## Work instructions
Write out every entry below exactly as it appears. Pictures do not belong in the copy.

Records provided START

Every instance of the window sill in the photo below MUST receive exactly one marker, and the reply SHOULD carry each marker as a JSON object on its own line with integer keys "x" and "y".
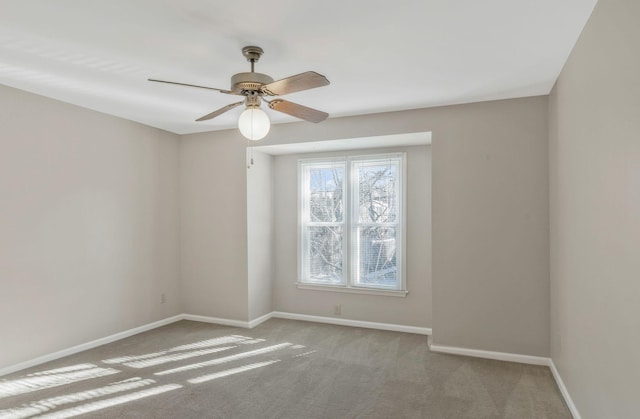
{"x": 352, "y": 290}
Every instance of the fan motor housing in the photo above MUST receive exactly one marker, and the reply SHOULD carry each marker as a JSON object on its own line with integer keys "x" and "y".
{"x": 249, "y": 81}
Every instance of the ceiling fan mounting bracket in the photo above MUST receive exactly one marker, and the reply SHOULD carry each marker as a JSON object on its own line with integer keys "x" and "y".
{"x": 252, "y": 53}
{"x": 249, "y": 82}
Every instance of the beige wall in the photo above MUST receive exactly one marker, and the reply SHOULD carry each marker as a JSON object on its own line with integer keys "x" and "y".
{"x": 73, "y": 175}
{"x": 490, "y": 265}
{"x": 490, "y": 226}
{"x": 213, "y": 225}
{"x": 595, "y": 215}
{"x": 415, "y": 309}
{"x": 260, "y": 237}
{"x": 88, "y": 225}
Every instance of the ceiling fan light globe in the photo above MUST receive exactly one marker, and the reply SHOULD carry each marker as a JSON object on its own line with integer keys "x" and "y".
{"x": 254, "y": 124}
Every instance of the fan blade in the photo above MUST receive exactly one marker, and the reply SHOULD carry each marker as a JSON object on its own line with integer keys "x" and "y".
{"x": 219, "y": 111}
{"x": 302, "y": 81}
{"x": 299, "y": 111}
{"x": 229, "y": 92}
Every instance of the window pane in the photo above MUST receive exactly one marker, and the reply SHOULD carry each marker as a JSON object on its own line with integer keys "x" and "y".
{"x": 376, "y": 254}
{"x": 377, "y": 192}
{"x": 325, "y": 194}
{"x": 325, "y": 254}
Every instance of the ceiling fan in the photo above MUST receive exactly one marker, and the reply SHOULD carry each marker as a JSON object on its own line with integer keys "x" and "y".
{"x": 253, "y": 122}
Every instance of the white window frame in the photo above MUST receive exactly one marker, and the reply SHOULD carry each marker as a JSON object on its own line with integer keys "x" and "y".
{"x": 350, "y": 190}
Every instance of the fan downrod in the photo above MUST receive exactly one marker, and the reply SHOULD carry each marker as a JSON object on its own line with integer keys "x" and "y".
{"x": 252, "y": 53}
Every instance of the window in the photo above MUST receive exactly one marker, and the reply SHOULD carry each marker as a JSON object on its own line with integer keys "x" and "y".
{"x": 351, "y": 222}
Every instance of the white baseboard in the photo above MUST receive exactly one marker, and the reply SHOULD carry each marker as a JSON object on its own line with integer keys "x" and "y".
{"x": 353, "y": 323}
{"x": 253, "y": 323}
{"x": 500, "y": 356}
{"x": 216, "y": 320}
{"x": 523, "y": 359}
{"x": 563, "y": 390}
{"x": 88, "y": 345}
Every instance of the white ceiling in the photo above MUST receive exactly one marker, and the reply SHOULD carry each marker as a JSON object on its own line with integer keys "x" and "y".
{"x": 378, "y": 55}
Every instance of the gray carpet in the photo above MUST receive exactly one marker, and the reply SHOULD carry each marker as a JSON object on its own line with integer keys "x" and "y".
{"x": 280, "y": 369}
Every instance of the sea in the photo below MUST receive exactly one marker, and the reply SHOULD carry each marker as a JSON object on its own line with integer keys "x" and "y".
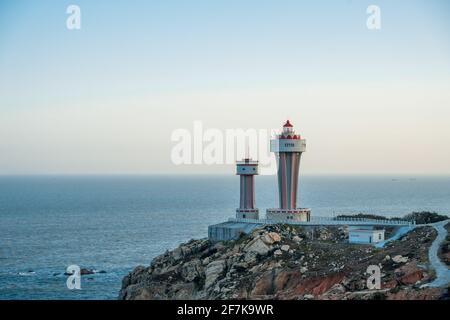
{"x": 115, "y": 223}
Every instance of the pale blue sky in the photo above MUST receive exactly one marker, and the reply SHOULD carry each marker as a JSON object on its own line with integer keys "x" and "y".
{"x": 91, "y": 100}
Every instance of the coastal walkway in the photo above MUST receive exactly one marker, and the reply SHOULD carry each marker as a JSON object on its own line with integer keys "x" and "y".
{"x": 397, "y": 235}
{"x": 333, "y": 221}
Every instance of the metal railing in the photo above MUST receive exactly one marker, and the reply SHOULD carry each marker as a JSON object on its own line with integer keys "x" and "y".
{"x": 330, "y": 221}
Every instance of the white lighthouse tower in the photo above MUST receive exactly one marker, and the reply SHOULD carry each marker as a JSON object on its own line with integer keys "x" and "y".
{"x": 247, "y": 169}
{"x": 288, "y": 148}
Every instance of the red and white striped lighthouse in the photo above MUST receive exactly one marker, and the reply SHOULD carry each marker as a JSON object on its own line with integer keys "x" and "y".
{"x": 288, "y": 148}
{"x": 247, "y": 169}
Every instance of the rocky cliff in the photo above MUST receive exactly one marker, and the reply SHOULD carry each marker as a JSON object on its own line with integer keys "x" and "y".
{"x": 285, "y": 262}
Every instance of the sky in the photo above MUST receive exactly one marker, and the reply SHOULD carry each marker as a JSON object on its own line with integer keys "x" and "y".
{"x": 107, "y": 98}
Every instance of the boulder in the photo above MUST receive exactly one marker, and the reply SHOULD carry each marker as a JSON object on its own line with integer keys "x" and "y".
{"x": 270, "y": 238}
{"x": 192, "y": 270}
{"x": 258, "y": 246}
{"x": 214, "y": 271}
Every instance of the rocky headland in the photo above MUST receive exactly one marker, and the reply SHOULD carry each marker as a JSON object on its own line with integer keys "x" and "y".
{"x": 287, "y": 262}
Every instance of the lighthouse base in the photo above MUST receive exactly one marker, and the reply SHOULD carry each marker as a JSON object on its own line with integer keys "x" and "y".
{"x": 288, "y": 215}
{"x": 247, "y": 213}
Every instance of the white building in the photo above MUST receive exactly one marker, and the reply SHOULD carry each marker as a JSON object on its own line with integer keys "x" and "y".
{"x": 364, "y": 234}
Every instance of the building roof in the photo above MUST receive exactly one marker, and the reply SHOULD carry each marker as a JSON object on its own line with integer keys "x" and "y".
{"x": 288, "y": 124}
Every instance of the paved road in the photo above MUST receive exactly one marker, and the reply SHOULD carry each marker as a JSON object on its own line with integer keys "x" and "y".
{"x": 442, "y": 271}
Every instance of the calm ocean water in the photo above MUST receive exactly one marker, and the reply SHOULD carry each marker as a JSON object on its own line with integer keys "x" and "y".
{"x": 117, "y": 223}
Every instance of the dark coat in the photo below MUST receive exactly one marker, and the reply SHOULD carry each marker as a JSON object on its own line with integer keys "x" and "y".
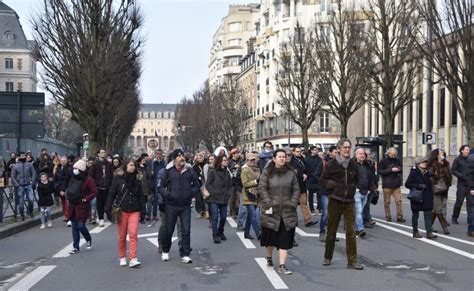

Records provided END

## Response area
Every instance of the window sill in the photo below MUST receive exactly one marker, and the reply SHOULD carry each marker as a JSON object on its own line with integer keys "x" and "y".
{"x": 352, "y": 290}
Every instance of the fan motor housing in the photo above MUST receive exactly one marker, and the reply SHOULD carry each marker as a JSON object on its own line with integer keys "x" and "y".
{"x": 249, "y": 81}
Every instance of the ceiling fan mounting bracket in the photo above MUST receive exactly one marker, and the reply SHOULD carry each marker as a JSON object on its own line with integer keys "x" and "y".
{"x": 252, "y": 53}
{"x": 249, "y": 82}
Every instance of the beige wall in the photo above MUST receive exactly one marker, and the reply SHOULD carry each marker as a JSON object on its own line with integer keys "x" and "y".
{"x": 73, "y": 175}
{"x": 490, "y": 265}
{"x": 490, "y": 226}
{"x": 213, "y": 225}
{"x": 595, "y": 215}
{"x": 415, "y": 309}
{"x": 260, "y": 237}
{"x": 88, "y": 225}
Every instance of the ceiling fan light globe in the photo above MUST receive exactly one marker, and the reply SHOULD carry each marker as a JSON object on its own line with integer keys "x" and "y".
{"x": 254, "y": 124}
Every instance of the fan blade in the photo above MUST receive exactly one marker, and the reply SHOULD carry each marker as a JSON object on its own line with integer keys "x" and "y".
{"x": 219, "y": 111}
{"x": 302, "y": 81}
{"x": 299, "y": 111}
{"x": 229, "y": 92}
Every instance of the window pane in the photo above MUST receive exactly one marker, and the reply SHOULD carry each marker as a JSON object on its own line with integer keys "x" and "y".
{"x": 376, "y": 254}
{"x": 377, "y": 192}
{"x": 325, "y": 194}
{"x": 325, "y": 254}
Every instance of the ceiling fan in the photo above MUST receive exactly one marker, and the reply SHOULD carry each marker as a JSON object on its own line with integer keys "x" and "y".
{"x": 253, "y": 122}
Every instance of the white window frame in the photo above MUST receive exactly one marker, and the reply SHOULD carry each marker as a JSON object on its own line with integer keys "x" and "y".
{"x": 350, "y": 190}
Every instance of the fan downrod in the photo above MUST receive exactly one marker, and the reply SHOULD carry each marker as a JSON object on its own line with integer keys "x" and "y".
{"x": 252, "y": 53}
Every instance of the window in the photo above MUST receive exactly one marker, and the reply SHOULD carry each marker as a JSON object on its own line with integer keys "x" and "y".
{"x": 351, "y": 222}
Every instance of the white baseboard in the photo above MUST receive exactly one marker, and the reply SHOULD carry each marker as a JSON object on its own line with integer keys "x" and "y".
{"x": 353, "y": 323}
{"x": 253, "y": 323}
{"x": 500, "y": 356}
{"x": 216, "y": 320}
{"x": 523, "y": 359}
{"x": 563, "y": 390}
{"x": 88, "y": 345}
Every instance of the white ceiling in the photo above MUST receive exactly one marker, and the reply SHOULD carry each marker as a JSON object on its own line with integer keys "x" and "y".
{"x": 378, "y": 55}
Every instance of the gray carpet in the photo above MUST receive exactly one marker, and the reply SHOULD carry each marker as a JSON object on its own line with integer keys "x" and "y".
{"x": 280, "y": 369}
Every instance of the sea in the photo below MUST receive exactly one marker, and the reply SHOULD carry each marker as a JSON object on its own line with integer keys "x" and "y".
{"x": 115, "y": 223}
Every instance of the pale blue sky in the photo above MUST receive exactly one marker, and the reply SHOULD carry each marker as a JSON object on its own line with integer keys "x" and "y".
{"x": 91, "y": 100}
Every instance of the coastal walkway in the photo above MUST receive exactly one marker, and the reply SHOULD carry each marker as a JSON object on its own line with integer keys "x" and "y".
{"x": 397, "y": 235}
{"x": 333, "y": 221}
Every instance of the metal railing in the photo above MUST receive exactly one marker, and the reply SHOULD carry each marker as a JSON object on its own line with integer keys "x" and "y".
{"x": 330, "y": 221}
Every instance of the white lighthouse tower in the photo above MUST receive exactly one marker, and the reply SHOULD carry each marker as a JSON object on its own line with integer keys "x" and "y".
{"x": 247, "y": 169}
{"x": 288, "y": 148}
Every instance of the red and white striped lighthouse in the photo above MUST receive exactly one marker, and the reply SHOULD carry each marker as a JSON object on its own line with integer keys "x" and "y".
{"x": 288, "y": 148}
{"x": 247, "y": 169}
Every instance of the rocky cliff in the photo above MUST receive exactly one marker, and the reply SHOULD carry each marker as a JSON object on its own line with integer keys "x" and "y".
{"x": 285, "y": 262}
Every instance of the sky in the photo above MUST receive exactly one marker, and the reply SHOULD carry each marker as a JSON object on its own line with integer keys "x" and "y".
{"x": 107, "y": 98}
Every instance of the boulder in the photo above MUST receive exactly one marker, and the reply SHOULD carry each marker as a JSON object on its own line with integer keys "x" and "y".
{"x": 270, "y": 238}
{"x": 192, "y": 270}
{"x": 258, "y": 246}
{"x": 214, "y": 271}
Every instance of the rocky headland in the photo above MUST receive exactly one marker, and the reply SHOULD carry each marker as a JSON object on its own line with integer keys "x" and "y".
{"x": 287, "y": 262}
Every instance of the lighthouse base in the photo above MUST receive exactly one marker, and the reply SHOULD carry each marker as a JSON object on its own line with integer keys "x" and "y".
{"x": 288, "y": 215}
{"x": 247, "y": 213}
Every instance of the white building in the photo above MUST receive exactly one marker, and the reply SHOULD carry each marker as a JSON object on its own line with integer keys "x" and "y".
{"x": 364, "y": 234}
Every instance of the building roof in the photo above MUST receive exactly one marker, and the reply SHOULD carry each marker as a JSON object on its own line with integer keys "x" and "y".
{"x": 288, "y": 124}
Every instance of the paved road in the photo above MUST receive exactly one marker, and the reply SHOULD carry each marker as a JSON object on its own line with integer keys "x" and "y".
{"x": 442, "y": 271}
Every instance of the calm ocean water in the photo above MUST receive exactly one marker, and the reply SHOULD carry each marker as a JSON object on its own line with integer keys "x" and "y".
{"x": 117, "y": 223}
Every instance of the dark coat in the photo below MUST receive exactly one marker, and the reply SHOULD carry each marker as a JSON object on its own line with integer keys "x" and "y".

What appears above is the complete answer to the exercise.